In the rows below, swap "whereabouts" for "where" everywhere it appears and reproduce the rows with nothing else changed. Leave the pictures out.
<<<<
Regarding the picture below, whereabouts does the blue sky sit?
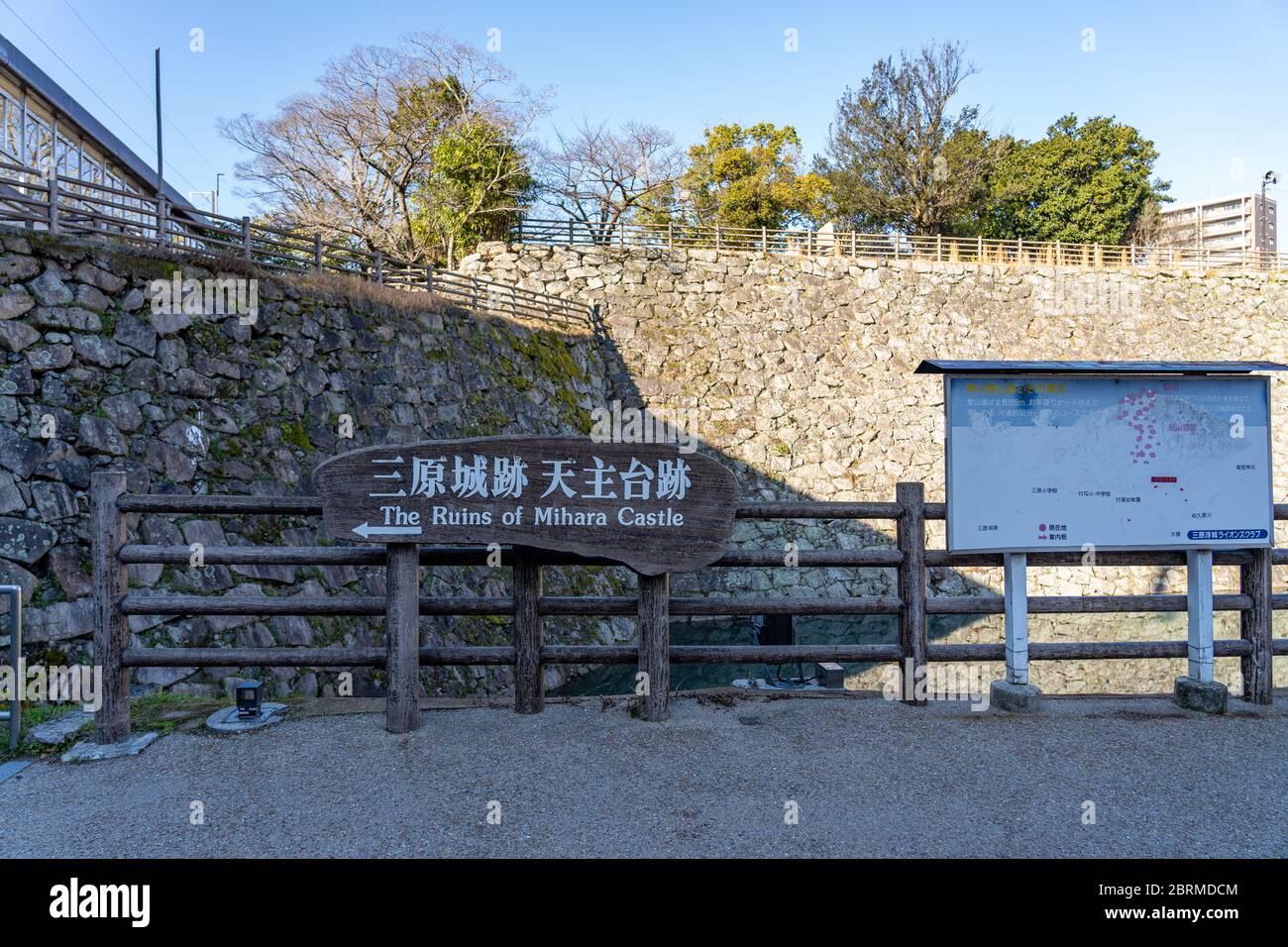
[0,0,1288,214]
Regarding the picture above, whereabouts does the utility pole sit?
[156,47,164,197]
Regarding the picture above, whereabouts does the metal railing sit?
[511,218,1288,271]
[0,159,593,323]
[90,472,1288,742]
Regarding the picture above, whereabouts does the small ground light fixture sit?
[236,681,265,720]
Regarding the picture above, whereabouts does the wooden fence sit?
[0,159,593,325]
[512,218,1288,271]
[90,472,1288,743]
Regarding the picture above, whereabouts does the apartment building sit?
[1162,194,1279,263]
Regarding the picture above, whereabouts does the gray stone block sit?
[1172,678,1231,714]
[206,703,286,733]
[988,681,1042,714]
[31,710,94,746]
[61,730,159,763]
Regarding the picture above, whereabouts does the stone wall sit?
[461,244,1288,690]
[0,232,632,694]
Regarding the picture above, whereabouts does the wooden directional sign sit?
[314,437,738,575]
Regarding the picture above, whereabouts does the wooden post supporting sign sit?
[638,573,671,721]
[385,543,420,733]
[1185,549,1214,684]
[514,548,545,714]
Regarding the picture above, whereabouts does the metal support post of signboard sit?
[1002,553,1029,684]
[989,553,1042,714]
[0,585,23,750]
[1172,549,1231,714]
[1185,549,1214,684]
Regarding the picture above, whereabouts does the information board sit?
[945,374,1274,552]
[313,437,738,575]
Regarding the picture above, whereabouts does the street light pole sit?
[1257,171,1279,264]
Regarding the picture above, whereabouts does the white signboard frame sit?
[944,371,1274,553]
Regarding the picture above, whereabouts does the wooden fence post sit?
[158,194,170,246]
[514,549,545,714]
[1239,549,1275,703]
[46,172,58,233]
[385,543,420,733]
[90,471,130,743]
[896,483,928,707]
[639,573,671,720]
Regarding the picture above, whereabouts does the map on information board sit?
[945,374,1274,552]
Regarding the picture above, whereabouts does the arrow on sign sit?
[353,523,420,539]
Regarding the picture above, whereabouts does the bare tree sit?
[815,43,1005,233]
[538,119,684,243]
[220,34,544,262]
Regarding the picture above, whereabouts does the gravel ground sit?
[0,694,1288,858]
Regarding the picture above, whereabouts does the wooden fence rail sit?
[90,472,1288,742]
[511,218,1288,271]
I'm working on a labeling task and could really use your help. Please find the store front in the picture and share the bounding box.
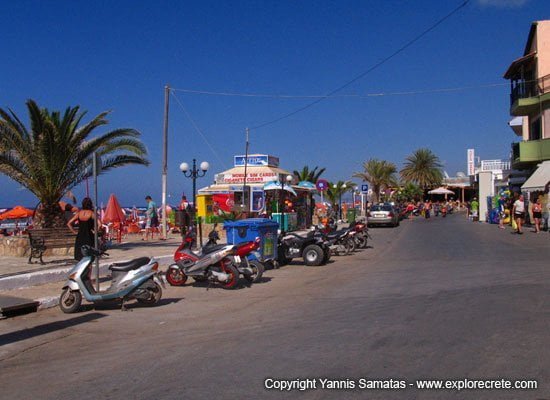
[197,154,313,230]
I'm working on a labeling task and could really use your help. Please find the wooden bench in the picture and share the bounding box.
[28,228,76,264]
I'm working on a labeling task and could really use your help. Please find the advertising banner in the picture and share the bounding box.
>>>>
> _Solved exercise_
Regarding the picture below, where does the blue sky sit?
[0,0,1288,214]
Regarding the picture above, where does the utility pole sit?
[156,47,164,197]
Regarding the picture above, where does the metal railing sit?
[511,218,1288,271]
[0,159,593,323]
[90,472,1288,742]
Regarding the picture above, where does the small ground light fixture sit?
[236,681,265,720]
Regarding the picture above, where does the wooden fence sit?
[0,159,593,325]
[512,218,1288,271]
[90,472,1288,743]
Regarding the picture above, where does the apartment building sit?
[1162,194,1279,263]
Regarding the picture above, where does the gray stone block sit?
[1172,678,1231,714]
[206,703,286,733]
[988,681,1042,714]
[31,710,94,746]
[61,730,159,763]
Regarding the picture above, where does the stone wall sit?
[461,244,1288,690]
[0,232,632,694]
Regarding the picture above, where does the wooden directional sign sit?
[314,437,738,575]
Regarding the picture above, where does the wooden post supporting sign sit?
[638,573,671,721]
[385,543,420,733]
[1185,549,1214,684]
[514,548,545,714]
Regarding the picture above, where does the metal support post of signboard sit?
[1002,553,1029,684]
[989,553,1042,714]
[0,585,23,750]
[1172,549,1231,714]
[1185,549,1214,684]
Regarding the picture above, where does the information board sit?
[945,374,1274,552]
[313,437,738,575]
Regarding the picture above, where does the street light pole sit?
[1257,171,1279,264]
Regarding the picture above, where does the white signboard frame sit?
[944,371,1274,553]
Regarding the picture above, where does the wooden fence post sit?
[158,194,170,246]
[514,549,545,714]
[1239,549,1275,703]
[46,172,58,233]
[385,543,420,733]
[90,471,130,743]
[896,483,928,707]
[639,573,671,720]
Regarding the picture above, where does the map on information board sit?
[945,374,1274,552]
Regarding the picture above, where does the arrow on sign sit?
[353,523,420,539]
Regarding the picture above, where does the bare tree sit?
[815,43,1005,233]
[538,119,684,243]
[220,34,544,262]
Regarding the picture above, where does the gravel ground sit?
[0,694,1288,858]
Regarding the picture above, where does the wooden fence rail sit?
[90,472,1288,742]
[511,218,1288,271]
I'm working on a labeling task and could really use your help. Please find the store front in the picture and share the bounding box.
[197,154,313,230]
I'm working on a labeling task and could really use your help. Please find the wooden bench in the picture and share the bounding box.
[28,228,76,264]
I'm working on a labeling task and could really use your help. Please find the advertising banner in the picture and share the bounding box.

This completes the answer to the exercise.